▶ _PROMPT A_:
According to the biographical passage about Hans, which magazine did he eventually become managing editor of?

As the years passed, he was also barred from the military, further education, and prohibited from all professions. He was a second class citizen of Germany.
He apprenticed as a machinist. At a required visit to a government-run job center, his assigned vocational counselor, a member of the SS, informed that he could be of great service to Germany. There would be a great demand for technically trained Germans to go to Africa to train and develop an African workforce when Germany reclaimed its African colonies.


Of course, they lost the war and didn’t reclaim the colonies. After the war, Hans saved himself and his mother from starving by playing the saxophone for American merchant seamen in Hamburg clubs. In 1947, he immigrated to the United States. He spent two years as a paratrooper in the 82nd Airborne Division in Korea, and became a naturalized U.S. citizen in 1950. He gained a degree in journalism under the GI Bill, and eventually became managing editor of Ebony magazine. He died on his 87th birthday in Jacksonville, Florida.
The Nazis were quick to kill anyone who wasn’t part of their ideal Aryan race. Why do you suppose they left a young black boy alone?

1 comment:

  1. Very interesting article again. I can't imagine why they left him alone. With their mindset, you'd think he'd be the first one deported. It must have been a very lonely life for him until he immigrated to the US.

▶ _DATASET CONTENT_:
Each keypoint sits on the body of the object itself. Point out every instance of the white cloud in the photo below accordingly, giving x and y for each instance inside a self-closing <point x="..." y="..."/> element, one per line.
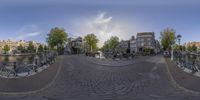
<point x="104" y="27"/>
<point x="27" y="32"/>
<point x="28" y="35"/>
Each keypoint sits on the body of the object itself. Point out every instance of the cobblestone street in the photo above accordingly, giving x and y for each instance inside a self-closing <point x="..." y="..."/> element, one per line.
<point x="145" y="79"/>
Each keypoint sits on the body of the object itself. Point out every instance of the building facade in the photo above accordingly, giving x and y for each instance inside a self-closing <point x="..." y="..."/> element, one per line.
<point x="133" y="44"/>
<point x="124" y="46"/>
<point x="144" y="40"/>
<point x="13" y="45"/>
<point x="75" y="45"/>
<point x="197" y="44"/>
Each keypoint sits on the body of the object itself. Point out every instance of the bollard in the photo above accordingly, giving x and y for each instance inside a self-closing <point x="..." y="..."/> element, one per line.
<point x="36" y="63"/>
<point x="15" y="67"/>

==

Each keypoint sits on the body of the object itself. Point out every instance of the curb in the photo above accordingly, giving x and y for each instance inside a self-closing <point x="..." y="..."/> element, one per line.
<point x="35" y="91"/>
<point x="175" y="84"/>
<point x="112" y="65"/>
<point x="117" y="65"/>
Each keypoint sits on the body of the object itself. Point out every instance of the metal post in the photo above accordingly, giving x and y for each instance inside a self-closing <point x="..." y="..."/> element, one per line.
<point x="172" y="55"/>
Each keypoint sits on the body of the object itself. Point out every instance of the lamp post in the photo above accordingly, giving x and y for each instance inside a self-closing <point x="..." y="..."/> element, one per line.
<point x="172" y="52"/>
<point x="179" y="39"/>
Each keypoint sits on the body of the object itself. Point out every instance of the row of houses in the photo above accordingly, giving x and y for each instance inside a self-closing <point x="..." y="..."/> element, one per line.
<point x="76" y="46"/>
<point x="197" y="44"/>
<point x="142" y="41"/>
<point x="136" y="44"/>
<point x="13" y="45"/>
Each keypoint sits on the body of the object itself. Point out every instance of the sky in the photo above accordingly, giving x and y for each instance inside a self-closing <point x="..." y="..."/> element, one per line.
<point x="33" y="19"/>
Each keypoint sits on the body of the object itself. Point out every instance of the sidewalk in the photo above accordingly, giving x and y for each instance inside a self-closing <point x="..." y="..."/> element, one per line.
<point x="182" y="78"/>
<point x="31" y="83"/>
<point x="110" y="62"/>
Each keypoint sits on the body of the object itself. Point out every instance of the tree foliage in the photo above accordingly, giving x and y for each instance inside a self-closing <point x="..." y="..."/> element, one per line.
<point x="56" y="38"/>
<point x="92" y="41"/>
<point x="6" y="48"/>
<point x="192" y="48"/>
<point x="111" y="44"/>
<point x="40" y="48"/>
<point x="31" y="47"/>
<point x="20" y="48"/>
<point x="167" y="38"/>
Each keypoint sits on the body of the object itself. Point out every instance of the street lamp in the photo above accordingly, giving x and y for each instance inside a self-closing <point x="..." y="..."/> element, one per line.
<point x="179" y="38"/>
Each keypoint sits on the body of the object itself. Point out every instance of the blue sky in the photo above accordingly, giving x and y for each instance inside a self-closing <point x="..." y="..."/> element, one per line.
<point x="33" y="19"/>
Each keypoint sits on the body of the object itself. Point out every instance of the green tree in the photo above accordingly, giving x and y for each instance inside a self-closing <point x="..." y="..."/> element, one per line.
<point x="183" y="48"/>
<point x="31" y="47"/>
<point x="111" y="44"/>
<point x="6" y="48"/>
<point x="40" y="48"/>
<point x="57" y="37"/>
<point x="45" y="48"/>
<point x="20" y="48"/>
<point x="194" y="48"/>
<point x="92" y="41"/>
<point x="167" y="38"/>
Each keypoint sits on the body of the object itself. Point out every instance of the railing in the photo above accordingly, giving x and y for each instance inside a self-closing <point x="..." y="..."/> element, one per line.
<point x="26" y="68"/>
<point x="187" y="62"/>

▶ _PROMPT B_:
From the rows above, pick out each line containing the word "post" and copy it.

▶ _COMPLETE ANSWER A_:
Ebony magazine.

▶ _COMPLETE ANSWER B_:
Each keypoint sits on the body of the object itself. Point out every instance of the metal post in the photo above accordingly, giving x and y for each instance inside a self-closing <point x="..." y="..."/> element, one per line.
Each keypoint sits on the body of the object itself. Point out every instance of the lamp post in the photo above accordingly, giving x and y for each instance inside a self-closing <point x="..." y="..."/> element, one per line.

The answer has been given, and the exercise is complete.